▶ _EXERCISE PROMPT_: Locate each line in the entries below that contains the string "white" and copy it out in full, matching case exactly.
........
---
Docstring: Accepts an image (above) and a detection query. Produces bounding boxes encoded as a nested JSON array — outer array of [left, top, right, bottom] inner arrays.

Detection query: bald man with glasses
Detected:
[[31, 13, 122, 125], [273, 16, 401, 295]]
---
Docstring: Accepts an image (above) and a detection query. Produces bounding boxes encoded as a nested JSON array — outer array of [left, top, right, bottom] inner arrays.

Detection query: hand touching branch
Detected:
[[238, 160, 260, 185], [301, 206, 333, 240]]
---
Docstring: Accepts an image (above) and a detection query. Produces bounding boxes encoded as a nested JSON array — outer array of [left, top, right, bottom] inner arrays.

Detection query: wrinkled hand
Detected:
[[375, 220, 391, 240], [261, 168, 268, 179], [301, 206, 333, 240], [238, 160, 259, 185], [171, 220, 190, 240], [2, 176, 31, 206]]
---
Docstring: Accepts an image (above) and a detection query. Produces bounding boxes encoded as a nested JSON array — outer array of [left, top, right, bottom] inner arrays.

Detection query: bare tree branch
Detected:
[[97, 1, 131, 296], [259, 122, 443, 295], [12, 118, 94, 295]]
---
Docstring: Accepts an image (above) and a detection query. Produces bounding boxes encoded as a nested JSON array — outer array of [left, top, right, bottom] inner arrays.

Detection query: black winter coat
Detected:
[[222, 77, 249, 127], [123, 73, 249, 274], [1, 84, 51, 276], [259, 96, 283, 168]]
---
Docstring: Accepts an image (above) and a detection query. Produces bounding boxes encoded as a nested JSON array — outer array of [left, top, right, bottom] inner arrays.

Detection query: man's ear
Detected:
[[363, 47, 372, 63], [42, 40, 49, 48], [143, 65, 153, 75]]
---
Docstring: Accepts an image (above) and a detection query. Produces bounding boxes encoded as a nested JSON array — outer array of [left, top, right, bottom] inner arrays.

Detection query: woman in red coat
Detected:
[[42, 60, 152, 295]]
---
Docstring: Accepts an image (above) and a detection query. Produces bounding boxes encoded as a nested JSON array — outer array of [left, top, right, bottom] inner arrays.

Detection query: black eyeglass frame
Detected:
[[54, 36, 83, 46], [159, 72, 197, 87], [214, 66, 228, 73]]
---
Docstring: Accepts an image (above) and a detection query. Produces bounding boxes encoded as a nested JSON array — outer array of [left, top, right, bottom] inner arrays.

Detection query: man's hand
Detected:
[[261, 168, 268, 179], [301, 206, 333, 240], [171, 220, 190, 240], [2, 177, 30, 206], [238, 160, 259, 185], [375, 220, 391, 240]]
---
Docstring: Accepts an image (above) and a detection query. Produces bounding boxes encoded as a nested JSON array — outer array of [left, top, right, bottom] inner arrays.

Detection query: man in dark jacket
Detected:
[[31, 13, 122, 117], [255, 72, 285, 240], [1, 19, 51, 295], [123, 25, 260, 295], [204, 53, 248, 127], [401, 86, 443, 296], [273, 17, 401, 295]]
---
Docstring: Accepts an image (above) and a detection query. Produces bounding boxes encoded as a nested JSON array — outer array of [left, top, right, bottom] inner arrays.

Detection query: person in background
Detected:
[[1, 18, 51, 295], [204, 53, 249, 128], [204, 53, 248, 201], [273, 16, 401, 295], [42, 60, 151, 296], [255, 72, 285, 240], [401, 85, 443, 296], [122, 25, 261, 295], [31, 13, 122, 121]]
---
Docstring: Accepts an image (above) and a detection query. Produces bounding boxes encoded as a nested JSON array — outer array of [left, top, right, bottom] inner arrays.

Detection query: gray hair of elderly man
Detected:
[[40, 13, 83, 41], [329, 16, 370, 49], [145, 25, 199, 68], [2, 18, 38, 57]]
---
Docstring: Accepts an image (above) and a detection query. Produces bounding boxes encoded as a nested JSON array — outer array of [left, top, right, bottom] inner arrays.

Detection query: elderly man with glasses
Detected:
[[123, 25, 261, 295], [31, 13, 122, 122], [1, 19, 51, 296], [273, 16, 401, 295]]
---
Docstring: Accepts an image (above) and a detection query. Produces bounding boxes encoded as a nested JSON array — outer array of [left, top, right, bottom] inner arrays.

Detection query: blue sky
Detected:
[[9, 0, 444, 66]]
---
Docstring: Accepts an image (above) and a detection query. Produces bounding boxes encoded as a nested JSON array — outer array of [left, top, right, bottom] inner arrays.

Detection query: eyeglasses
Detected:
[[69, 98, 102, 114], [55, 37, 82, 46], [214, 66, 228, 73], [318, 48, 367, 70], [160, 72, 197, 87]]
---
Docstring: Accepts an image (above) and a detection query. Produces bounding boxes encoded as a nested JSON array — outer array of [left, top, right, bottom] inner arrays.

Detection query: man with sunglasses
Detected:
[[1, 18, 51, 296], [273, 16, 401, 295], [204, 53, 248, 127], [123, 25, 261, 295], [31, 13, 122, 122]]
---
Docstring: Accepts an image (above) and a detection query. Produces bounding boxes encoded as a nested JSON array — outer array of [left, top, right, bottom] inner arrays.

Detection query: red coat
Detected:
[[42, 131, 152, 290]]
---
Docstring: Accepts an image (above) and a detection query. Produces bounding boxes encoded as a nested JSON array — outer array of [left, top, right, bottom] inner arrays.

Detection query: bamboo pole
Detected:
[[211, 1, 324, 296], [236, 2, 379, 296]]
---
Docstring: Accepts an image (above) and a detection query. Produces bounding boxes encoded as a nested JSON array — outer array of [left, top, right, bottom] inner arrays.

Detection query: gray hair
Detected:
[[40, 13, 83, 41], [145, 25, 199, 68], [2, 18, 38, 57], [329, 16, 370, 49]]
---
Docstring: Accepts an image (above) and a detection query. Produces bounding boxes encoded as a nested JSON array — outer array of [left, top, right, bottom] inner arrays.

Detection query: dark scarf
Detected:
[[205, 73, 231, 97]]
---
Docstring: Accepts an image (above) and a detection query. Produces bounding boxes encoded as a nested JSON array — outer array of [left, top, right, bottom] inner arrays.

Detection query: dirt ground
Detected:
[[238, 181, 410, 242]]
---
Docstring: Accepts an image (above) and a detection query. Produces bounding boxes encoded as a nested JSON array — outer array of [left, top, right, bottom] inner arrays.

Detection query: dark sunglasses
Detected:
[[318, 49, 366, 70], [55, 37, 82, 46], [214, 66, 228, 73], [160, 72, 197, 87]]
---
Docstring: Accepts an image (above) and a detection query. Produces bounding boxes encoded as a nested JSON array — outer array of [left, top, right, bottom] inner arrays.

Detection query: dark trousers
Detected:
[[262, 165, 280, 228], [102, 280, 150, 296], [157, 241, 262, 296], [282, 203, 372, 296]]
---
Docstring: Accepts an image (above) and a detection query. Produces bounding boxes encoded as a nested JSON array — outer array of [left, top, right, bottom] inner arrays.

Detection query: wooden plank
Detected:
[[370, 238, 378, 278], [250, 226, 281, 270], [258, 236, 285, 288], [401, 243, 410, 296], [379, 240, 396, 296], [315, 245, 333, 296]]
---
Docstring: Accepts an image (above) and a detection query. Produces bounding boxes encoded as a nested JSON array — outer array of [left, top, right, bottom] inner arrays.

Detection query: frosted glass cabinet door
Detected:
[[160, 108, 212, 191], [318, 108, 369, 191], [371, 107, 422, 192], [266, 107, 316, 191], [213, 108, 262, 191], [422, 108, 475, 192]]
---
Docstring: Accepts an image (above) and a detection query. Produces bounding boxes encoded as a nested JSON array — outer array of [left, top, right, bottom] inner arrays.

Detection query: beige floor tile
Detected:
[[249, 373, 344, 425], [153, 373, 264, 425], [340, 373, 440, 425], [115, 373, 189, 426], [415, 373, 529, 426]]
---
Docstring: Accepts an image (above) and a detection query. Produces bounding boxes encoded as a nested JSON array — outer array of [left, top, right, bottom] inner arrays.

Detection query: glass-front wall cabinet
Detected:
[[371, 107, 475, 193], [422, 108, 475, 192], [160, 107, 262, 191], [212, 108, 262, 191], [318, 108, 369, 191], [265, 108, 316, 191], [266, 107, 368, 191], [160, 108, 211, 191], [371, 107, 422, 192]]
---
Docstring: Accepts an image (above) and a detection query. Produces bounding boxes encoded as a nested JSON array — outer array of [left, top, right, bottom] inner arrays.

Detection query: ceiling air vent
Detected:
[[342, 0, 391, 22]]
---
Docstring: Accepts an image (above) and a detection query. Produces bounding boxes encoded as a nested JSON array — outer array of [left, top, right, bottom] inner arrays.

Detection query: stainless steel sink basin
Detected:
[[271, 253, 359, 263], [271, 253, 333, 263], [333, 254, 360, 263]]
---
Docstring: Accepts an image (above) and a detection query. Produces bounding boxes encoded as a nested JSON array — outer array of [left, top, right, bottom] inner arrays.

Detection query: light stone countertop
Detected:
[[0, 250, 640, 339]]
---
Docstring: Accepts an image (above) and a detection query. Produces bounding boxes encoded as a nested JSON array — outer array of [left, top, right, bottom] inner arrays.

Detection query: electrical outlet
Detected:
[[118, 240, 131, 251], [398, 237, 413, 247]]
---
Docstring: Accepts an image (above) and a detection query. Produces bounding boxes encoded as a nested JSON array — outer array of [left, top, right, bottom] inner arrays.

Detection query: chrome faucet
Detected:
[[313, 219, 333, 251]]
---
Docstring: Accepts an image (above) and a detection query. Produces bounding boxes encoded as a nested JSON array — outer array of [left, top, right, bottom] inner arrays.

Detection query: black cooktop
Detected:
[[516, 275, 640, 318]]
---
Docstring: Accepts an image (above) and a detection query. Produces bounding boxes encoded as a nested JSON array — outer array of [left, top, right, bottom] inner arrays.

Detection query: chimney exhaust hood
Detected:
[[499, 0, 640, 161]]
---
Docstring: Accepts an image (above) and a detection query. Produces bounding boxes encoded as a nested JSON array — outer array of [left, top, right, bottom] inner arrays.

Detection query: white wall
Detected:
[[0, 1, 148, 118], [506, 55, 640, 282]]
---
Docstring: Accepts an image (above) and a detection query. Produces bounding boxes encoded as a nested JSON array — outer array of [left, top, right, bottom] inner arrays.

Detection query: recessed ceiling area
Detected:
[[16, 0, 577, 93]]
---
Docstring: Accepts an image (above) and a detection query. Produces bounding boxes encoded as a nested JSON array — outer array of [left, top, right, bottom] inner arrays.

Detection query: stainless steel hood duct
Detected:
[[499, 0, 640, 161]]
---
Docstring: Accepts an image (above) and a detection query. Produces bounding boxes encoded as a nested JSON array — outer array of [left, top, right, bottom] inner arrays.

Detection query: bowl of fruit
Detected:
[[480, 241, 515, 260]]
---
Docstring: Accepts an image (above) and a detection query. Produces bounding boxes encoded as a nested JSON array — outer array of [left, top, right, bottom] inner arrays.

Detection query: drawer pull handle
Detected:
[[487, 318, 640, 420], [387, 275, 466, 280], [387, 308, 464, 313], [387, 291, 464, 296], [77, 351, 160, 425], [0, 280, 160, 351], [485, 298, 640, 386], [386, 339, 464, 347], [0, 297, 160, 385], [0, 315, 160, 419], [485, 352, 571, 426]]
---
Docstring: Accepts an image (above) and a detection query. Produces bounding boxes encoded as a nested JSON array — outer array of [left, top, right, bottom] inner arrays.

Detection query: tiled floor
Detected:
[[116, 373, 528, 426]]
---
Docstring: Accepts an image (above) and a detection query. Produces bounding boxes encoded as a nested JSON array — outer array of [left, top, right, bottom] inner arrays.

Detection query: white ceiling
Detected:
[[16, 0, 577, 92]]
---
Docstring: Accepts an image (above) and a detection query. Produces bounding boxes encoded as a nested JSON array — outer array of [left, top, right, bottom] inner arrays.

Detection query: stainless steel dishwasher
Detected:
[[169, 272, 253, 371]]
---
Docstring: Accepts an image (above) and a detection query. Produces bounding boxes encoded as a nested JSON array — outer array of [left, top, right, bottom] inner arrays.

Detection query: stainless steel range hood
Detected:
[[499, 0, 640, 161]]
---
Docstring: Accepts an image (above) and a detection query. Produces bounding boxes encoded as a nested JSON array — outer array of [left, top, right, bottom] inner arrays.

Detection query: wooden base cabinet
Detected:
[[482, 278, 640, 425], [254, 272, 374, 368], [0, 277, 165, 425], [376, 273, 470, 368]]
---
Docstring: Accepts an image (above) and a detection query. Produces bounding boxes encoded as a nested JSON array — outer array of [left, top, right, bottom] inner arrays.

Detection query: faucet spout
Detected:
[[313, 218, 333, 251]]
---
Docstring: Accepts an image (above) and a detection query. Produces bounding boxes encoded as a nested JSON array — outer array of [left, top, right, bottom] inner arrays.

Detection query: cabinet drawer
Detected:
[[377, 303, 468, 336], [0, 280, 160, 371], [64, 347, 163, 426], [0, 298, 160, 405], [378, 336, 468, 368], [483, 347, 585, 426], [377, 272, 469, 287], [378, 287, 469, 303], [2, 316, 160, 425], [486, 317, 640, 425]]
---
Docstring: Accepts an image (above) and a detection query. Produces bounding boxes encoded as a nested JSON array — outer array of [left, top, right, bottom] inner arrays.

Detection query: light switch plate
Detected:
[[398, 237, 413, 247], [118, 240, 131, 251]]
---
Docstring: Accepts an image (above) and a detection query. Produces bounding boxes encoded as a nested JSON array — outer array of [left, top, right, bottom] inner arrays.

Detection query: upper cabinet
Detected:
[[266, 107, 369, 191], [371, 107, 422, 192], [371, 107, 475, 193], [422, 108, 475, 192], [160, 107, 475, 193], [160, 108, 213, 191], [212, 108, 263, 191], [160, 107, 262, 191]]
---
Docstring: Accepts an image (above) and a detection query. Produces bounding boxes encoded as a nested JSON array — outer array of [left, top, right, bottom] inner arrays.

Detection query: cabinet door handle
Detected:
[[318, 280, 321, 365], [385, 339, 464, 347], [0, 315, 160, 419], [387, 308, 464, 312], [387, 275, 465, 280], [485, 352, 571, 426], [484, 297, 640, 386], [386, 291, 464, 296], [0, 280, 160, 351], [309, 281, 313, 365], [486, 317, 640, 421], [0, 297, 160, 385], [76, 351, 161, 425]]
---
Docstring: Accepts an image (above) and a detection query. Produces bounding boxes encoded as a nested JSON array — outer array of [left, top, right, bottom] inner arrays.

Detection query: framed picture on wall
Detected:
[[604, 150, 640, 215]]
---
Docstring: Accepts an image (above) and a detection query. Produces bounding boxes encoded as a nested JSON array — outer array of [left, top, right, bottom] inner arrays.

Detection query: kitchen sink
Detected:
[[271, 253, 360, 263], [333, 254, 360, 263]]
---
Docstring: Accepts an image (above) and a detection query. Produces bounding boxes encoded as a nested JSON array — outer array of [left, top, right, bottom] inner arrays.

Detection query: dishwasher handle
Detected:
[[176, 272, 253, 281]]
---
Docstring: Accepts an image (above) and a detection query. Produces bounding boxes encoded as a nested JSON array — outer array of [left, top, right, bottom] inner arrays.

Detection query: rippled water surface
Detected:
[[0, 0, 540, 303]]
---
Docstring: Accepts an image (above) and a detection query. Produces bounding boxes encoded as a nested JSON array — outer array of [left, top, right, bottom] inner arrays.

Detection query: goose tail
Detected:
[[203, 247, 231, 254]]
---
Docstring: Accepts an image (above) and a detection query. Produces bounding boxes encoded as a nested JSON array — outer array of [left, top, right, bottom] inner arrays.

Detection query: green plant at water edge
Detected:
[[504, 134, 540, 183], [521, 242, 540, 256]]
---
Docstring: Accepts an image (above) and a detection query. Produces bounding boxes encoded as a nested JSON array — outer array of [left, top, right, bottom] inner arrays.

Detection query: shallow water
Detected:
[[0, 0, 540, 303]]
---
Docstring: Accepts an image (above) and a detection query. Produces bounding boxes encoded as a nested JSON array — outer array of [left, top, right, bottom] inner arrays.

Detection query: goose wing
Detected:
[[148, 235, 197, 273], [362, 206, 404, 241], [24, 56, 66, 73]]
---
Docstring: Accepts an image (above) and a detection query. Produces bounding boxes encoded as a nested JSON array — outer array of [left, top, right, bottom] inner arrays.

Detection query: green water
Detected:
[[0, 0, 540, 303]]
........
▶ _WRITTEN SOLUTION_:
Detection query: white wall
Detection query: white ceiling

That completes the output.